[Excerpts from a location annotation dataset]

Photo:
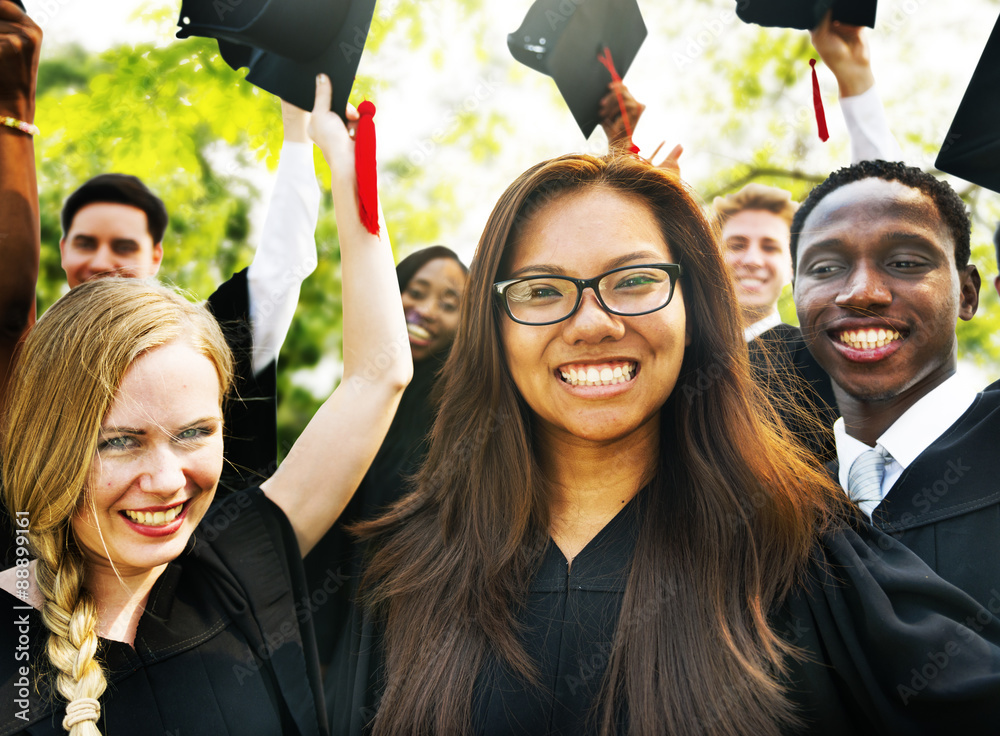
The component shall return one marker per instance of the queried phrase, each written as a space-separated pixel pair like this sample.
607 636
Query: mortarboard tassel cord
824 134
605 59
365 167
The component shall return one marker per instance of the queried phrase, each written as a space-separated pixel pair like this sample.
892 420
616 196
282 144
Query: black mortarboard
805 14
972 148
286 43
562 38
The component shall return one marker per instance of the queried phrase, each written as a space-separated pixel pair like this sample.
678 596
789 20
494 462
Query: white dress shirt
286 254
910 435
868 128
761 326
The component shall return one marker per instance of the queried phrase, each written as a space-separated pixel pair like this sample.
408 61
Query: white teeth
869 339
418 332
605 376
155 518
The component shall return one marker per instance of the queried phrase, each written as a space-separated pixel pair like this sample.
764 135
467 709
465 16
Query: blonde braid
70 614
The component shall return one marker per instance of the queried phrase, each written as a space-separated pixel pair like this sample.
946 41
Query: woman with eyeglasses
612 533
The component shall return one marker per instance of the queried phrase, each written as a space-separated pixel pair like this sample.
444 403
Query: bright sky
932 34
939 44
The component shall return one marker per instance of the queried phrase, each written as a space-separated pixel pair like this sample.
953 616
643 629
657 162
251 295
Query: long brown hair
731 517
64 382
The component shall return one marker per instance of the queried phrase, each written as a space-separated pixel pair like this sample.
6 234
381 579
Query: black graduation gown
890 648
223 646
946 505
250 420
332 566
786 369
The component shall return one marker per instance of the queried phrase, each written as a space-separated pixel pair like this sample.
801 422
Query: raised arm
326 464
20 42
845 50
286 254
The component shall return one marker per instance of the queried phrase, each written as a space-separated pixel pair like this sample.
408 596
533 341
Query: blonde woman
148 609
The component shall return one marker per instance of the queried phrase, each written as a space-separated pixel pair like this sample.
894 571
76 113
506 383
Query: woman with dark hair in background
614 534
431 284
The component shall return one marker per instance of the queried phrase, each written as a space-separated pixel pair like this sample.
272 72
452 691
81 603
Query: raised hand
845 50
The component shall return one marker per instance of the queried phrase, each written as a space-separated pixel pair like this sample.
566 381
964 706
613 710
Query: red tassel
365 167
605 59
824 134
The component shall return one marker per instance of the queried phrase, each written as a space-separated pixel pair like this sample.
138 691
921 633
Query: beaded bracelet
20 125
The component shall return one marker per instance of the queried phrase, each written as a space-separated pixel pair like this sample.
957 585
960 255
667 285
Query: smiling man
755 224
882 277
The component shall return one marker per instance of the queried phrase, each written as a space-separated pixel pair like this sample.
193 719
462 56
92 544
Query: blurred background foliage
174 114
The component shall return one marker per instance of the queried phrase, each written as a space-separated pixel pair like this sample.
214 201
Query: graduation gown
250 420
888 647
223 646
946 505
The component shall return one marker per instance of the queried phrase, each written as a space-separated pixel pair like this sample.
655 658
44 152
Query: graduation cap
563 39
805 14
286 43
971 150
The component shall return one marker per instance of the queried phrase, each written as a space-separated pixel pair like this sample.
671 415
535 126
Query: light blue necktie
864 480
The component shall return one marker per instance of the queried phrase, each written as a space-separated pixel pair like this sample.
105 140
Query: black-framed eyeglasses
627 292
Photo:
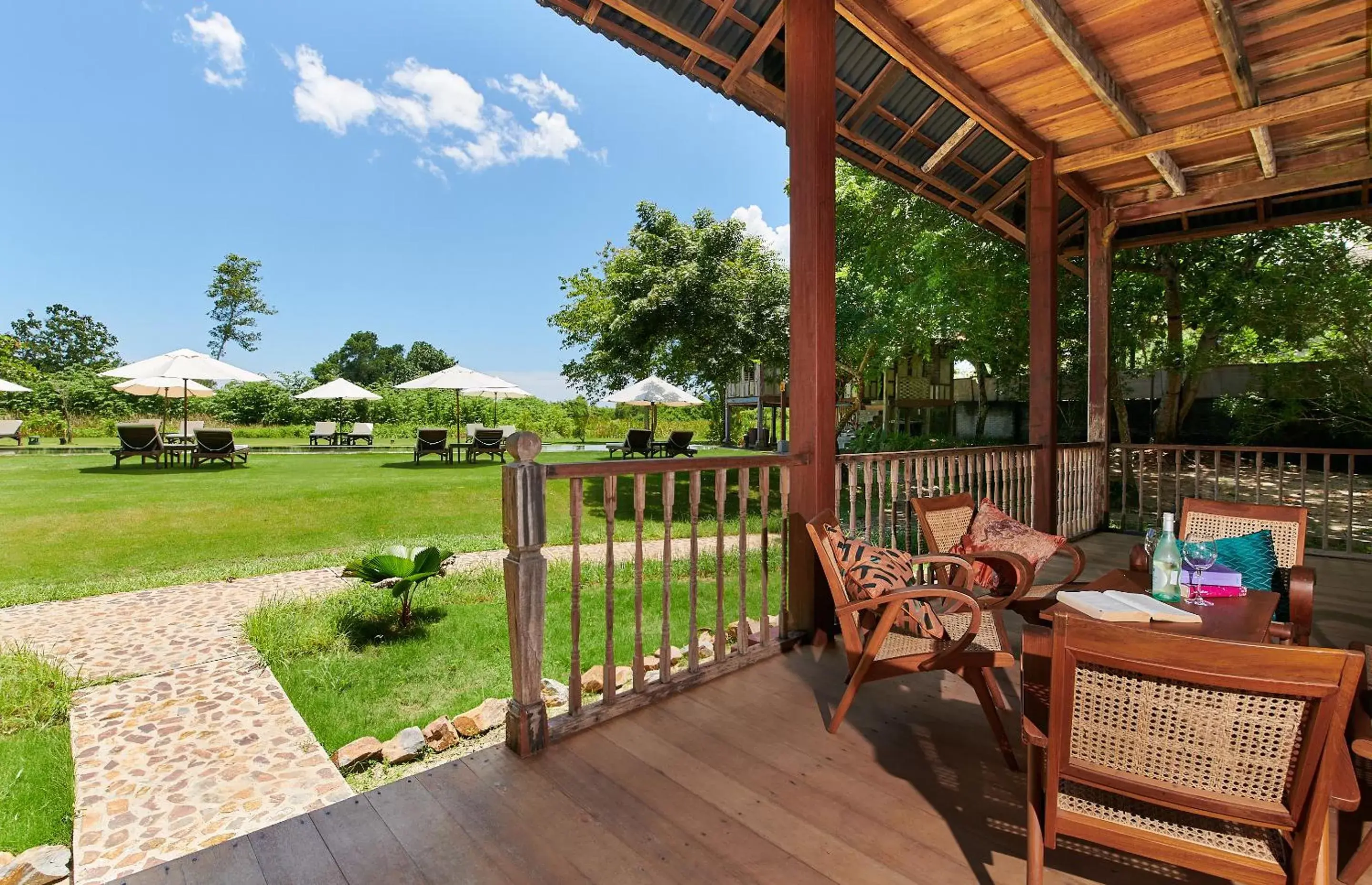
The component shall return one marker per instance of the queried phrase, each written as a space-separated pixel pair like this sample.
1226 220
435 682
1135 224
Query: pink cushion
994 530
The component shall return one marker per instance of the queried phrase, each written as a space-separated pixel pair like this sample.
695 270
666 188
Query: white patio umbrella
339 389
165 387
457 378
654 391
184 364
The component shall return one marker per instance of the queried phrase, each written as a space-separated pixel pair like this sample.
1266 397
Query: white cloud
777 238
322 98
444 112
223 43
538 94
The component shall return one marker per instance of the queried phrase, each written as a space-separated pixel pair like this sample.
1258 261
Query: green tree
63 339
693 304
238 304
364 361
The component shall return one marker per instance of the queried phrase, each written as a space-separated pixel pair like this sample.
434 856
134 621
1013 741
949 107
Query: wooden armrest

> [What is asked] Extract from the data above each line that contains the word "white". Reproduce every such line in full.

> [Written solution]
Query: white dress shirt
Query: white teeth
Query: white patio umbrella
Query: white cloud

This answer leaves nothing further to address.